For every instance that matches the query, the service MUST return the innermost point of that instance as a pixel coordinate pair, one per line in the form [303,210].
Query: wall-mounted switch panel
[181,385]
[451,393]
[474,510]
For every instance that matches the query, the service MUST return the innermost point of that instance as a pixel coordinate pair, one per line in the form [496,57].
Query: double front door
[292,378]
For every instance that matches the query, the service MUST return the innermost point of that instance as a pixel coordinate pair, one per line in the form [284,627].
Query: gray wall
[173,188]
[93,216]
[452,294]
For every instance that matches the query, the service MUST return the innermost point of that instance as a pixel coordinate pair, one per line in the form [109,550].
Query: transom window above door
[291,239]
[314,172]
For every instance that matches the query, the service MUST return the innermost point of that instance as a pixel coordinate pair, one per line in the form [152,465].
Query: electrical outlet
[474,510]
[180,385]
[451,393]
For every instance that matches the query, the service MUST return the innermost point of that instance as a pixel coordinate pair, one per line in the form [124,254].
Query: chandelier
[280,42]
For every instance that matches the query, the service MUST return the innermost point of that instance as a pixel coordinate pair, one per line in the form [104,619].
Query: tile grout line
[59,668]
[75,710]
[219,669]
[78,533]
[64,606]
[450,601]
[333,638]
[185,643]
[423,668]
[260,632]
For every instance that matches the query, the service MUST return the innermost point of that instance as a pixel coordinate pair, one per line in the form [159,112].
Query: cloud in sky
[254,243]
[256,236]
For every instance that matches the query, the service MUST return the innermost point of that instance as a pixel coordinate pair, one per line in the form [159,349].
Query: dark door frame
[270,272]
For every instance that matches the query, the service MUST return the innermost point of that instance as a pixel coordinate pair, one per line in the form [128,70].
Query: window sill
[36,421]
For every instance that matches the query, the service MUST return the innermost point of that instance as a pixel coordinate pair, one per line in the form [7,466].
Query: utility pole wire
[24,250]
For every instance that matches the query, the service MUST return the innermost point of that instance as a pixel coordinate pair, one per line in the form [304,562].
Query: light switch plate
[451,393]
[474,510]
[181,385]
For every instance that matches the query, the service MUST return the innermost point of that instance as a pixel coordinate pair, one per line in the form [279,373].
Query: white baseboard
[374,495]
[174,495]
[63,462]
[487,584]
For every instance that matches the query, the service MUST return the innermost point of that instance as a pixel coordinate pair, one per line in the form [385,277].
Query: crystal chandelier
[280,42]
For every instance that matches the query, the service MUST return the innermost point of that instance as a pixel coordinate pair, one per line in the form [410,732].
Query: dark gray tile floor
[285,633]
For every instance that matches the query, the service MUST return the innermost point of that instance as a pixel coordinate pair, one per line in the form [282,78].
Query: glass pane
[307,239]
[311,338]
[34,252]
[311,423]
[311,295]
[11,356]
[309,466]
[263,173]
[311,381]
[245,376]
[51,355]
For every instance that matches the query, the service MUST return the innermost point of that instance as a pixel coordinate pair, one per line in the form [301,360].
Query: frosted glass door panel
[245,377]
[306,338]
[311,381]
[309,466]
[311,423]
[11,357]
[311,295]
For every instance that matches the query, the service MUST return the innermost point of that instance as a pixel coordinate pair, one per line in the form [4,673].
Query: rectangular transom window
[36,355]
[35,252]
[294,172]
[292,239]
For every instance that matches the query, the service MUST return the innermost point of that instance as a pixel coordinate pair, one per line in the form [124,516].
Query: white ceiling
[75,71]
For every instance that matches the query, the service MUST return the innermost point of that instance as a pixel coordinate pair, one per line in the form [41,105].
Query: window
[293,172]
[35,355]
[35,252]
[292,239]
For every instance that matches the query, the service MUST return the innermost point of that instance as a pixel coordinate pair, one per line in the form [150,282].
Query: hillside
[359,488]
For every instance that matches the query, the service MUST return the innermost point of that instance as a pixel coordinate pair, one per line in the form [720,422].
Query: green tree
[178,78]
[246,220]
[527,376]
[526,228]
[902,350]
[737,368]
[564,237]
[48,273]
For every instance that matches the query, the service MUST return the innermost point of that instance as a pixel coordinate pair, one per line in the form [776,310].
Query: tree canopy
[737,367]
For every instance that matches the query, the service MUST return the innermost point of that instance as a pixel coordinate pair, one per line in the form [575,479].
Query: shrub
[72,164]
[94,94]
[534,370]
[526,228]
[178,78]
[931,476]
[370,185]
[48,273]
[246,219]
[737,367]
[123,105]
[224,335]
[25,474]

* * * * * * *

The full listing must be retyped precisely, with no line left out.

# Exercise response
For every instance that matches the query, the service MUST return the innermost point of that instance as a pixel coordinate pair, one per line in the form [303,210].
Query: wall-mounted switch panel
[181,385]
[451,393]
[474,510]
For every instance that matches the query, the service MUST return the innermost point of that instance as a pixel coordinate pair, one per line in the form [496,57].
Query: double front door
[292,378]
For every instance that matches the query, the service MUST return the innermost point of that instance as a pixel coordinate pair, one per line in the form [284,627].
Query: gray wall
[173,188]
[93,216]
[452,294]
For every instance that matches the query, the service MUST return the innermost point of that instance as a pixel coordinate pair, one per line in the form [109,550].
Query: transom window above door
[291,239]
[314,172]
For every instance that matches the query, the service MUST return the innermost point of that instance as a pixel coordinate pair, one per line in the form [152,465].
Query: electrical outlet
[474,510]
[180,385]
[451,393]
For every instance that matches the query, the service MUST return the innermost point of that instance as a pixel coordinate pair, one per line in the form [124,254].
Query: chandelier
[280,42]
For every instance that matches the query, the service MUST return the innermost point of that instance as a pixel coordinate pair, one per line in the form [104,619].
Query: tile grout line
[59,668]
[75,710]
[219,669]
[78,533]
[64,606]
[450,601]
[333,638]
[185,643]
[423,668]
[260,632]
For every instance that matches the query, the service MUST return the innermost point of that instance as a pixel coordinate pair, one per line in the form [159,112].
Query: cloud in sky
[254,243]
[256,236]
For every instance that matches the query, the service MUST return the innermost point of that instance as a pixel coordinate pair, one per line in the form [159,349].
Query: dark door frame
[270,272]
For every instance that matches the query, the service MUST return the innermost point of that instance as a pixel coordinate pair, one per line in the form [128,70].
Query: window sill
[36,421]
For every instance that matches the query, the service MUST return the innermost point of that instance as a pixel coordinate pair, one per line in the form [7,466].
Query: utility pole wire
[24,250]
For every instance that matches the query, the service MUST return the innermost point of that instance as a pixel coordinate pair, one per line in the form [304,562].
Query: light switch plate
[451,393]
[474,510]
[181,385]
For every instance that matches the query, the service MUST return the innermost point of that instance as a pixel coordinate pair, one per line in the form [279,373].
Query: white baseboard
[374,495]
[174,495]
[63,462]
[487,584]
For every instance that matches the query, the service MUST return the innermost point of that instance as a pixel coordinate pair, one per line in the form [385,277].
Query: crystal chandelier
[280,42]
For every instance that matches the query, the service MUST return the innermost point of that instance as a pixel coordinate pair, one per line in the form [410,732].
Query: dark gray tile floor
[285,633]
For every instance that matches the query, the service MUST return the innermost point of that instance as a pixel coordinate pair, one per line in the form [282,78].
Query: glass pane
[307,239]
[311,338]
[34,252]
[311,423]
[311,295]
[11,356]
[309,466]
[263,173]
[311,381]
[245,376]
[51,355]
For every instance that matches the query, the service MUST return the innermost point of that instance as a pixel coordinate pair, one per line in the form [301,360].
Query: frosted glass door panel
[245,377]
[306,338]
[311,381]
[309,466]
[311,423]
[11,357]
[311,295]
For every instance that matches the query, the service MUST return the innermost point of that instance as a pixel coordinate pair, one per line in the form [4,673].
Query: rectangular transom window
[36,355]
[35,252]
[294,172]
[292,239]
For every instance that matches the query, the service MUST return the innermost point of that instance as a pixel coordinate pair, one per line in the form [124,516].
Query: white ceiling
[75,71]
For every instance that matches the query, the service MUST return the innermost point of that instance as a pixel coordinate pair, one per line in the form [41,105].
Query: window
[293,172]
[35,355]
[35,252]
[292,239]
For every instance that matches the query, the service MUST return the innermost point of that instance as a pixel coordinate pair, one per line in the form [150,282].
Query: hillside
[359,488]
For every instance that matches the query, the service MUST return the innermost point of that instance as a pixel coordinate pair, one per line in the form [720,422].
Query: green tree
[178,78]
[246,220]
[527,376]
[526,228]
[902,350]
[737,368]
[564,237]
[48,273]
For every instance that matches the query, the service MUST return the innermost point of that instance as a pixel coordinate pair, one per line in the form [776,310].
Query: tree canopy
[737,367]
For every instance that matches the query, the service MUST return the innermost point of that instance as a pixel coordinate pair, one per line in the form [575,479].
Query: shrub
[72,164]
[94,94]
[534,370]
[526,228]
[178,78]
[931,476]
[370,185]
[48,273]
[246,219]
[737,367]
[123,105]
[224,335]
[25,474]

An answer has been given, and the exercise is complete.